» **REQUIREMENTS**
Write the line that includes "Task: annotate every instance of the wooden fence with" and all subsequent lines, exactly as written, and nothing more.

[Entries from a point annotation set]
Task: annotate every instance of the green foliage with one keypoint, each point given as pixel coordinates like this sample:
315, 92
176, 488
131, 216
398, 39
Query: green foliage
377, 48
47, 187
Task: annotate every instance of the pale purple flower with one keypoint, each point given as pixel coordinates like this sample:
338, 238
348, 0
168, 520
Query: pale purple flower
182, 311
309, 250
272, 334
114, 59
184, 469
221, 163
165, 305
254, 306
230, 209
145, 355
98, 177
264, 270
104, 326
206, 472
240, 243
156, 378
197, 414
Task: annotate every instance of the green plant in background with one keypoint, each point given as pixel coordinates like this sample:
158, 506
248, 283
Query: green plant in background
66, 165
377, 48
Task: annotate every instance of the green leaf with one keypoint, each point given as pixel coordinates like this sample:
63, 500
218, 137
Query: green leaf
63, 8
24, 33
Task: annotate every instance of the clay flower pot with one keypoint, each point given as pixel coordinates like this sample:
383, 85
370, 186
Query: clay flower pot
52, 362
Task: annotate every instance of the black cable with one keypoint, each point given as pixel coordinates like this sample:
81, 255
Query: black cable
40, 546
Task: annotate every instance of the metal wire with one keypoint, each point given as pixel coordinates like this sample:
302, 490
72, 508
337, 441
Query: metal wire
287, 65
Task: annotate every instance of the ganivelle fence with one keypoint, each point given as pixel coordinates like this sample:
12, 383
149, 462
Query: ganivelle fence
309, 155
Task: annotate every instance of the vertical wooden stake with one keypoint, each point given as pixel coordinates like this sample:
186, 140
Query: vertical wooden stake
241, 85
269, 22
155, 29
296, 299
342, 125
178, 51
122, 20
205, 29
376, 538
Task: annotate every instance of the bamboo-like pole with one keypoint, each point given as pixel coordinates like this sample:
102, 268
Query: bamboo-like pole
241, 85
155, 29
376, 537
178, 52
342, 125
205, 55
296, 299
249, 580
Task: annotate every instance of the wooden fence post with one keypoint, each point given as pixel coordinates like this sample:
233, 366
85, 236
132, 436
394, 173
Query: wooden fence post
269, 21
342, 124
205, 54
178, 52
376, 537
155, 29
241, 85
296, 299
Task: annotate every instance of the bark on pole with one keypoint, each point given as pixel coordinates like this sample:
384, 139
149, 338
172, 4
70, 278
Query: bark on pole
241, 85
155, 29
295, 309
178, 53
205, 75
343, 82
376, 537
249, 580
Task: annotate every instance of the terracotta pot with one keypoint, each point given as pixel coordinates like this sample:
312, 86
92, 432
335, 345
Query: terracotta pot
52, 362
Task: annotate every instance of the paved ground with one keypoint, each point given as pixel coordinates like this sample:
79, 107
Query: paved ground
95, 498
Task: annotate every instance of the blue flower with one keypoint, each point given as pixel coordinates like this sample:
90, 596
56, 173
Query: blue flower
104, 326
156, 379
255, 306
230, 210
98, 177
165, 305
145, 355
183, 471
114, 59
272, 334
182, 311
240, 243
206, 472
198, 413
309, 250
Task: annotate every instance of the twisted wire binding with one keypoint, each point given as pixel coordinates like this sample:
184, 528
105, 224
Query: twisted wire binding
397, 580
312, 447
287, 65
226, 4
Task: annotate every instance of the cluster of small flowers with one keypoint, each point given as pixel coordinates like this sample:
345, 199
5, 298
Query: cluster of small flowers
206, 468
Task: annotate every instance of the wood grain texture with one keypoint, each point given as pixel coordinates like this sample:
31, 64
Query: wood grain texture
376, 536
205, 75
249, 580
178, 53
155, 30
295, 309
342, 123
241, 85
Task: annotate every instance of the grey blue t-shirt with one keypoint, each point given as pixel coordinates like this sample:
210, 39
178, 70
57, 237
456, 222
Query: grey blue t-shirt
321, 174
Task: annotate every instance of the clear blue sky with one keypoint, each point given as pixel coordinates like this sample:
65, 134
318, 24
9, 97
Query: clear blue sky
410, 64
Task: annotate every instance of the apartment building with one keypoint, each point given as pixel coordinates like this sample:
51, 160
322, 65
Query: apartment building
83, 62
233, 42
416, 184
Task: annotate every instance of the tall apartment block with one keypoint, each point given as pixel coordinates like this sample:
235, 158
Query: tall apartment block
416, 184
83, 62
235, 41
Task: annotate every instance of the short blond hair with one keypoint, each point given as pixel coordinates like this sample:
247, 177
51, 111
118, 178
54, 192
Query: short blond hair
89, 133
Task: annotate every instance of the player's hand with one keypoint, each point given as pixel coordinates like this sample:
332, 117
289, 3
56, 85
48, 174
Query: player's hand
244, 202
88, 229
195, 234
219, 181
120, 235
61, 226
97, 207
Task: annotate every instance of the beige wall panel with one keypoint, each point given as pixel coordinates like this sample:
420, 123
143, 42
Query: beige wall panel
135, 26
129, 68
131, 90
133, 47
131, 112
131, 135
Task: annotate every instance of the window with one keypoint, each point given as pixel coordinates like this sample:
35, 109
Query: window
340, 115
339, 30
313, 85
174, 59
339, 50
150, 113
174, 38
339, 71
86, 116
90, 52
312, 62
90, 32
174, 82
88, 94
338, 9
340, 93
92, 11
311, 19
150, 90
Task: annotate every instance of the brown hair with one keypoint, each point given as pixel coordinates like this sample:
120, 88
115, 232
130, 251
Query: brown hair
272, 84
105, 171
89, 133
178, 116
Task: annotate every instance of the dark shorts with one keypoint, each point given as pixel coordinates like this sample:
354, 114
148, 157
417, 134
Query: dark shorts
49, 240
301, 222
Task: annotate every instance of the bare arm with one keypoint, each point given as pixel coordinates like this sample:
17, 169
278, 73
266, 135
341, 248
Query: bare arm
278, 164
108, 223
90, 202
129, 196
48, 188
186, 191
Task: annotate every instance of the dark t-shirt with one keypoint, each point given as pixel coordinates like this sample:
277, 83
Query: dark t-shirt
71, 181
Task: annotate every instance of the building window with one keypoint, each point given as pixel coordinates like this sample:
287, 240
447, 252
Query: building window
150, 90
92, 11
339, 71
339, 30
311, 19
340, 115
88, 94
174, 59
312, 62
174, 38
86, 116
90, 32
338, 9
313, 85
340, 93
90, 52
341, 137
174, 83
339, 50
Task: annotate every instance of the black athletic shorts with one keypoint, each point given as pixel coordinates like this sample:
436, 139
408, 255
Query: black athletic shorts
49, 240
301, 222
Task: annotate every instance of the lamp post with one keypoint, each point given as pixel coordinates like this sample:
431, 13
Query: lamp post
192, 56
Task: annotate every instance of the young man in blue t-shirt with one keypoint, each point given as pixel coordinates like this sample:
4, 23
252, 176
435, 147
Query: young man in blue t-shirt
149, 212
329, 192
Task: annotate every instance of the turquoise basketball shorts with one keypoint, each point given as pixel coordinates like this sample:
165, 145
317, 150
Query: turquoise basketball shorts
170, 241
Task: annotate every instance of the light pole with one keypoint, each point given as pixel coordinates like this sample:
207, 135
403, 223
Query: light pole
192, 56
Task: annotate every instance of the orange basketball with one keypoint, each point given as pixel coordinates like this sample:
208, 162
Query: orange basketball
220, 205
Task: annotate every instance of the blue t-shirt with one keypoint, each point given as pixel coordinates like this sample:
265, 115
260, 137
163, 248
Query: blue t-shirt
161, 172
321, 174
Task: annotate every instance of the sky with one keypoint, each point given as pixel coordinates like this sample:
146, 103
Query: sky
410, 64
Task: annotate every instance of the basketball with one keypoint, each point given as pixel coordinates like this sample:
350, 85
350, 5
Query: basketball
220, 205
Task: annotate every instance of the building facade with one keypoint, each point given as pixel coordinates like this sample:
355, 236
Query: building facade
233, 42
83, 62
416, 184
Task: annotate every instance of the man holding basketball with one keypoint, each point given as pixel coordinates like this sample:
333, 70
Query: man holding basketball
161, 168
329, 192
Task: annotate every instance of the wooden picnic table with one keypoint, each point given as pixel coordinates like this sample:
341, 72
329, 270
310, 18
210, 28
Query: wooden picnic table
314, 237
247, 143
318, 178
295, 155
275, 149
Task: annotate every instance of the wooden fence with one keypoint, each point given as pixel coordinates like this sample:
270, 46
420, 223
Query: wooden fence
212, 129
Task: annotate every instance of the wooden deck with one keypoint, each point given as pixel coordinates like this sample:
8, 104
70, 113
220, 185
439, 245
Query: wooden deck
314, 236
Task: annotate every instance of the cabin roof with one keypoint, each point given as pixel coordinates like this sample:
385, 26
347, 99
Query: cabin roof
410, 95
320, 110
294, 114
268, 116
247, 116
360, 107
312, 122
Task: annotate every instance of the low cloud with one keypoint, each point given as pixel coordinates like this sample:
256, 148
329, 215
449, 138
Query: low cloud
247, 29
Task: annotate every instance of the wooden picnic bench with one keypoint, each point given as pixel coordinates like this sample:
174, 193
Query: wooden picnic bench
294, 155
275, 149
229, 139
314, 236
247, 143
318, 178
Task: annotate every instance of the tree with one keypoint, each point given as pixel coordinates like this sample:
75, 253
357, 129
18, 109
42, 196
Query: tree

» **ANSWER BELOW**
Task: annotate every instance of the wooden fence with one keypoint, each point given as pixel coordinates like this sample:
270, 46
420, 223
Query: wooden fence
212, 129
Task: annotate every instance of the wooden deck with one keypoint, each point given as pixel coordinates like this sample:
8, 104
70, 113
220, 185
439, 245
Query: wooden deck
314, 236
Task: annotate every instance of the cabin roof with one keypoint, each point given as pixel coordinates like this sample:
385, 26
347, 99
Query: cabin roof
410, 95
320, 110
294, 114
268, 116
247, 116
360, 107
312, 122
Task: annotate every instance of the low cloud with one keypoint, each point given as pixel coordinates like this sample:
256, 148
329, 215
449, 138
Query: low cloud
247, 29
Task: annotate every instance of the wooden picnic bench with one keypoint, each point given as pixel coordinates like this sample:
174, 193
Query: wooden picnic bench
294, 155
275, 149
229, 139
314, 236
247, 143
318, 178
Task: annotate every instance of the tree with one keypoint, each point given as pixel coordinates like this sample:
75, 253
357, 129
18, 109
42, 196
Query: tree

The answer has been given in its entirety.